What is required:
All of the records are to be copied out exactly, with nothing left out.

Data provided:
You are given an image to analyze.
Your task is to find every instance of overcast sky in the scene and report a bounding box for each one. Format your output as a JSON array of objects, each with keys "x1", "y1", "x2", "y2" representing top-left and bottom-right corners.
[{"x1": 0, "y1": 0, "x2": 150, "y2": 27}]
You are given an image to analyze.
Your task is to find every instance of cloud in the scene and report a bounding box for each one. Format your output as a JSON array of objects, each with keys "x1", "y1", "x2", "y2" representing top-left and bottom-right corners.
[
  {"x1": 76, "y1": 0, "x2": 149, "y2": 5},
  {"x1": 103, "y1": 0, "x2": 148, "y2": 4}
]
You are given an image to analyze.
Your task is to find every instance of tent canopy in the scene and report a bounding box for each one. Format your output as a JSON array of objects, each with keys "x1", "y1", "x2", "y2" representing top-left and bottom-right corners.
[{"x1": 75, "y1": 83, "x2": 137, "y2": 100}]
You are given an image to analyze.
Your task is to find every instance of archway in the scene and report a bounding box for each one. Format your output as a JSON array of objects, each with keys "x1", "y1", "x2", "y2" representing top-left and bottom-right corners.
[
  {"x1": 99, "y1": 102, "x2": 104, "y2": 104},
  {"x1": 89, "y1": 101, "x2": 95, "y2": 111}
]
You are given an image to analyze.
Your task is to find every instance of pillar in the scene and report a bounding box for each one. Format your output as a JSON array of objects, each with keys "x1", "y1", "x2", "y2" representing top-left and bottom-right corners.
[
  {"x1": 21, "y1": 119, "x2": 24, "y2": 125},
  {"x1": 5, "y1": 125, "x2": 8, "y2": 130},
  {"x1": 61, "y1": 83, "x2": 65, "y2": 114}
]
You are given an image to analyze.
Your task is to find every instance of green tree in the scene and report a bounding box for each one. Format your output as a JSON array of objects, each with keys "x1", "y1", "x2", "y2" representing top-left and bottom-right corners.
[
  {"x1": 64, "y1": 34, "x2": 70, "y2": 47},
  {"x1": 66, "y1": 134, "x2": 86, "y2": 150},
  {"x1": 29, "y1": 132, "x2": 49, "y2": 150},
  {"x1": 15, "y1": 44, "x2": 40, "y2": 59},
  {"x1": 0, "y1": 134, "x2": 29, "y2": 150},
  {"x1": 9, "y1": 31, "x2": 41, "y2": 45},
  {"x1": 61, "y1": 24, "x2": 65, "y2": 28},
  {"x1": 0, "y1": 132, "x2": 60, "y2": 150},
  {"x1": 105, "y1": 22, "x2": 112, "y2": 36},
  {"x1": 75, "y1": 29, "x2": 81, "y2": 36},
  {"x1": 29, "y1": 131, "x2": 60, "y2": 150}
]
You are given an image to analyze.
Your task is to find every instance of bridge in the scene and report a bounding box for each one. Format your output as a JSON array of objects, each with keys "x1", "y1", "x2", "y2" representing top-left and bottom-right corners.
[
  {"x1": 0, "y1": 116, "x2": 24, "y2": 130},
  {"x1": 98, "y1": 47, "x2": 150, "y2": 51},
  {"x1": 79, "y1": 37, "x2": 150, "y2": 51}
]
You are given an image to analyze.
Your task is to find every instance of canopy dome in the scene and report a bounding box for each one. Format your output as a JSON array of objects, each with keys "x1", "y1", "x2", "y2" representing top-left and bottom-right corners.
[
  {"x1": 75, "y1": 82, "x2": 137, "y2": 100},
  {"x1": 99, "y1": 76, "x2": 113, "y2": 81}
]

Result:
You are given an image to analyze.
Your task is to find every instance of overcast sky in the scene and report a bounding box for each one. Format your output as a JSON array of objects, each with keys "x1", "y1", "x2", "y2" representing top-left and bottom-right corners.
[{"x1": 0, "y1": 0, "x2": 150, "y2": 27}]
You are given an image to analyze.
Your task is to find every instance of cloud in the scene and report a bounding box for each one. Format your output as a JSON array of objects, each with keys "x1", "y1", "x2", "y2" representing top-left and bottom-right corners.
[
  {"x1": 76, "y1": 0, "x2": 149, "y2": 5},
  {"x1": 103, "y1": 0, "x2": 148, "y2": 4}
]
You are given an image to analyze.
Your task is to find every instance of tent canopy in the scene and report a bounding box for each one. Format your output as a JSON array of objects, each with keys "x1", "y1", "x2", "y2" representing top-left and bottom-right corners.
[{"x1": 75, "y1": 83, "x2": 137, "y2": 100}]
You are given an image to analyze.
Your task is to find every instance of archway in the scene and report a bounding box for each one. Format your output as a JSON array of objects, each with keys "x1", "y1", "x2", "y2" representing top-left and bottom-right corners.
[
  {"x1": 99, "y1": 102, "x2": 104, "y2": 104},
  {"x1": 89, "y1": 101, "x2": 95, "y2": 111}
]
You are given an image to analyze.
Your task is to find every instance of pillar in the scene and report a bounding box for each one. Format your output as a JSON array of objects, each with keys "x1", "y1", "x2", "y2" representing top-left and bottom-right corners.
[
  {"x1": 21, "y1": 119, "x2": 24, "y2": 125},
  {"x1": 5, "y1": 125, "x2": 8, "y2": 130},
  {"x1": 61, "y1": 83, "x2": 65, "y2": 114}
]
You are given an image to analyze.
Your task is to find every instance of green tree in the scene and report a bounding box for each one. Format your output as a JSON array of objects, each with keys "x1", "y1", "x2", "y2" representing top-left and bottom-right corners.
[
  {"x1": 64, "y1": 34, "x2": 70, "y2": 47},
  {"x1": 66, "y1": 134, "x2": 86, "y2": 150},
  {"x1": 29, "y1": 132, "x2": 49, "y2": 150},
  {"x1": 15, "y1": 44, "x2": 40, "y2": 59},
  {"x1": 0, "y1": 134, "x2": 29, "y2": 150},
  {"x1": 9, "y1": 31, "x2": 41, "y2": 45},
  {"x1": 61, "y1": 24, "x2": 65, "y2": 28},
  {"x1": 0, "y1": 132, "x2": 60, "y2": 150},
  {"x1": 105, "y1": 22, "x2": 112, "y2": 36},
  {"x1": 75, "y1": 29, "x2": 81, "y2": 36},
  {"x1": 29, "y1": 131, "x2": 60, "y2": 150}
]
You are given an image to analyze.
Your task is to find every instance of bridge in the scene and report a bounding box for each one. Format your output as a JSON array of objects, each with keys "x1", "y1", "x2", "y2" representing top-left and bottom-right corners.
[
  {"x1": 0, "y1": 116, "x2": 24, "y2": 130},
  {"x1": 98, "y1": 47, "x2": 150, "y2": 51},
  {"x1": 79, "y1": 37, "x2": 150, "y2": 51}
]
You are given an image to analyze.
Your task is to find every instance of canopy dome in the scene and report a bounding box for each one. Format your output as a JSON array of objects, each with keys "x1", "y1", "x2", "y2" representing top-left and bottom-right corners.
[
  {"x1": 75, "y1": 82, "x2": 137, "y2": 100},
  {"x1": 99, "y1": 76, "x2": 113, "y2": 81}
]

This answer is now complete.